= Beginning of Section =

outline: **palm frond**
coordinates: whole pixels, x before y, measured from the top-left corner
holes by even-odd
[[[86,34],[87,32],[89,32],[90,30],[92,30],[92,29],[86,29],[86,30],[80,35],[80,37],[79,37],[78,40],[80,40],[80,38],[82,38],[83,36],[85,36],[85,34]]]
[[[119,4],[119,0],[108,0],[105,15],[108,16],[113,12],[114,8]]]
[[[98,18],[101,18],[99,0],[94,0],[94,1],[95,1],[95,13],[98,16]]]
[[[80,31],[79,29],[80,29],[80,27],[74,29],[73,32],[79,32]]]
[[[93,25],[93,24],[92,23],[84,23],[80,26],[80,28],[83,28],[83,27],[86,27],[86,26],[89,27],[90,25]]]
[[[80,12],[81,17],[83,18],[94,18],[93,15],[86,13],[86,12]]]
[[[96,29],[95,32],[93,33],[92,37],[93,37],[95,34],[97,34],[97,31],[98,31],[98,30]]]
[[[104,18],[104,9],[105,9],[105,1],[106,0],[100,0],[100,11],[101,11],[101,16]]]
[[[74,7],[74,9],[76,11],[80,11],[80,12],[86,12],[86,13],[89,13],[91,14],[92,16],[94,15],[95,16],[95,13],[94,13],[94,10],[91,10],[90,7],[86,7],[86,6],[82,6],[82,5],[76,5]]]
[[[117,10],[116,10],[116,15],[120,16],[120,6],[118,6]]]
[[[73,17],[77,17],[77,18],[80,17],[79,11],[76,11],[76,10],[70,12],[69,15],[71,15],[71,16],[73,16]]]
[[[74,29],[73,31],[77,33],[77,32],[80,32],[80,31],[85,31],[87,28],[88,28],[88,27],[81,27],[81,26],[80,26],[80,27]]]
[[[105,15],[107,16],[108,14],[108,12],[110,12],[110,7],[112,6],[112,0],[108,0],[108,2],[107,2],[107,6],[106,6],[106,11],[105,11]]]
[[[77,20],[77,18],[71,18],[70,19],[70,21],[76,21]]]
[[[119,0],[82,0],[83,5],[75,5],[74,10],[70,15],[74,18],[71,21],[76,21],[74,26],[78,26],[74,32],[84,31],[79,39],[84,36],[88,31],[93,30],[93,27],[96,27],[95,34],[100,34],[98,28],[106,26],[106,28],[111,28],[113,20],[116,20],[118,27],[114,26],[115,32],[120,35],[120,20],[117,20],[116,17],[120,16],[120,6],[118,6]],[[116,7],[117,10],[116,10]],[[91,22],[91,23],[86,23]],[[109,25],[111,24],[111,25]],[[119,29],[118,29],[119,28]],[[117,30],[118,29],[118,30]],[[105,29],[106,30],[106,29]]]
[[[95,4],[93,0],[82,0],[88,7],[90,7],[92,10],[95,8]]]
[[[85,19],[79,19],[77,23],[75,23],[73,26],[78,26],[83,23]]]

= End of Section =

**Work instructions:** Write out the full listing exactly as given.

**Task result:**
outline: **palm frond**
coordinates: whole pixels, x before y, measured from the top-left corner
holes by even-odd
[[[86,34],[87,32],[89,32],[90,30],[92,30],[92,29],[86,29],[86,30],[80,35],[80,37],[79,37],[78,40],[80,40],[80,38],[82,38],[83,36],[85,36],[85,34]]]
[[[119,4],[119,0],[108,0],[105,15],[108,16],[113,12],[114,8]]]
[[[98,18],[101,18],[99,0],[94,0],[94,1],[95,1],[95,13],[98,16]]]
[[[80,31],[79,29],[80,29],[80,27],[74,29],[73,32],[79,32]]]
[[[93,25],[93,24],[92,23],[84,23],[80,26],[80,28],[83,28],[83,27],[86,27],[86,26],[89,27],[90,25]]]
[[[80,12],[81,17],[83,18],[94,18],[93,15],[86,13],[86,12]]]
[[[96,29],[95,32],[93,33],[92,37],[93,37],[95,34],[97,34],[97,31],[98,31],[98,30]]]
[[[104,18],[104,9],[105,9],[105,1],[106,0],[100,0],[100,11],[101,11],[101,16]]]
[[[74,7],[74,9],[76,11],[80,11],[80,12],[86,12],[86,13],[89,13],[91,14],[92,16],[94,15],[95,16],[95,13],[94,13],[94,10],[91,10],[90,7],[86,7],[86,6],[82,6],[82,5],[76,5]]]
[[[117,10],[116,10],[116,15],[120,16],[120,6],[118,6]]]
[[[73,17],[77,17],[77,18],[80,17],[79,11],[76,11],[76,10],[70,12],[69,15],[71,15],[71,16],[73,16]]]
[[[74,29],[73,31],[77,33],[77,32],[80,32],[80,31],[85,31],[87,28],[88,28],[88,27],[81,27],[81,26],[80,26],[80,27]]]
[[[105,15],[107,16],[108,14],[108,12],[110,12],[110,7],[112,6],[112,0],[108,0],[108,2],[107,2],[107,6],[106,6],[106,11],[105,11]]]
[[[77,20],[77,18],[71,18],[70,19],[70,21],[76,21]]]
[[[119,0],[82,0],[83,5],[75,5],[74,10],[70,15],[74,18],[71,21],[76,21],[74,26],[78,26],[74,32],[84,31],[79,39],[84,36],[88,31],[93,30],[93,27],[96,27],[95,34],[100,34],[98,28],[106,26],[106,28],[111,28],[113,20],[116,20],[118,27],[114,26],[115,32],[120,35],[120,20],[117,20],[116,17],[120,16],[120,6],[118,6]],[[116,7],[117,10],[116,10]],[[91,22],[91,23],[86,23]],[[109,25],[111,24],[111,25]],[[119,29],[118,29],[119,28]],[[117,30],[118,29],[118,30]],[[105,29],[106,30],[106,29]]]
[[[95,4],[93,0],[82,0],[88,7],[90,7],[92,10],[95,8]]]
[[[85,19],[79,19],[77,23],[75,23],[73,26],[78,26],[83,23]]]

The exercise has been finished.